Le respect mutuel dans le métier du chien

Je ne fais pas ce métier pour faire la morale aux clients. Je fais ce métier pour aider les clients à mieux comprendre leur chien et à en avoir le contrôle en toutes circonstances.

Beaucoup de mes collègues affichent des images avec nombre de X rouges pour signifier qu’ils n’utilisent pas tel ou tel type de collier. Je ne base pas ma publicité sur l’utilisation d’un accessoire en particulier (clicker, licou, harnais…) ou sur le fait que je n’emploie pas un outil spécifique (étrangleur, pics, chocs…). J’explique au client que l’important se trouve dans la relation et non dans un quelconque accessoire à la mode ou à bannir.

Que faire quand un client me téléphone pour me demander si j’utilise un étrangleur? J’explique que ce n’est pas l’outil utilisé qui détermine le résultat. Que le chien doit d’abord développer sa confiance en lui pour être bien dans ses poils et que son propriétaire doit apprendre à communiquer avec lui et établir un lien ancré dans le respect mutuel.

Données enregistrées =>
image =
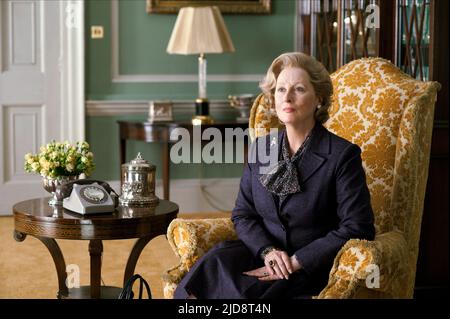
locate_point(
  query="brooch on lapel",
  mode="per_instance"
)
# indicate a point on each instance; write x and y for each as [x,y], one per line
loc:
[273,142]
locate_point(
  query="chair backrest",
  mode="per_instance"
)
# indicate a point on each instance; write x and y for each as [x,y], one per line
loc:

Tâches à réaliser =>
1/ Renvoyez le passage du texte sur le respect mutuel compris entre "Je ne fais pas" et "ou à bannir.", bornes incluses.
2/ Dressez la liste des accessoires et outils que le texte sur le respect mutuel cite entre parenthèses.
3/ Prolongez le texte sur le respect mutuel à partir de sa dernière phrase.

Résultats des tâches =>
1/
Je ne fais pas ce métier pour faire la morale aux clients. Je fais ce métier pour aider les clients à mieux comprendre leur chien et à en avoir le contrôle en toutes circonstances.

Beaucoup de mes collègues affichent des images avec nombre de X rouges pour signifier qu’ils n’utilisent pas tel ou tel type de collier. Je ne base pas ma publicité sur l’utilisation d’un accessoire en particulier (clicker, licou, harnais…) ou sur le fait que je n’emploie pas un outil spécifique (étrangleur, pics, chocs…). J’explique au client que l’important se trouve dans la relation et non dans un quelconque accessoire à la mode ou à bannir.

2/ clicker, licou, harnais, étrangleur, pics, chocs

3/
Que faire quand un client se présente dans mes cours avec un étrangleur dans le cou de son chien? Quand un client tient fermement à utiliser cet outil, je préfère lui enseigner à l’utiliser correctement et le moins possible… que de lui faire la morale et de le voir déguerpir pour aller consulter un professionnel qui aura des méthodes beaucoup plus coercitives que les miennes. Dans la majorité des cas, au fil des semaines, je vois le client changer son approche et il n’est pas rare que l’étrangleur finisse ses jours au fond d’un tiroir.

Je ne juge jamais l’outil ou l’accessoire utilisé. J’observe le comportement du chien. Démontre-t-il des signes d’inconfort réel? Le chien a-t-il une attitude basse, ou est-il alerte et confiant malgré la présence d’un outil « banni » par la nouvelle génération d’entraîneurs? Encore une fois, je me fais l’avocate du diable.

Quand un chien démontre des signaux d’alerte (attitude basse, urine, plainte, léchage des babines, regard détourné…) à l’utilisation de l’outil, on doit changer d’accessoire!!!! Mais, si le chien reste calme, confiant, enjoué… en quoi l’étrangleur (ou autre collier) peut-il être caractérisé d’outil de torture?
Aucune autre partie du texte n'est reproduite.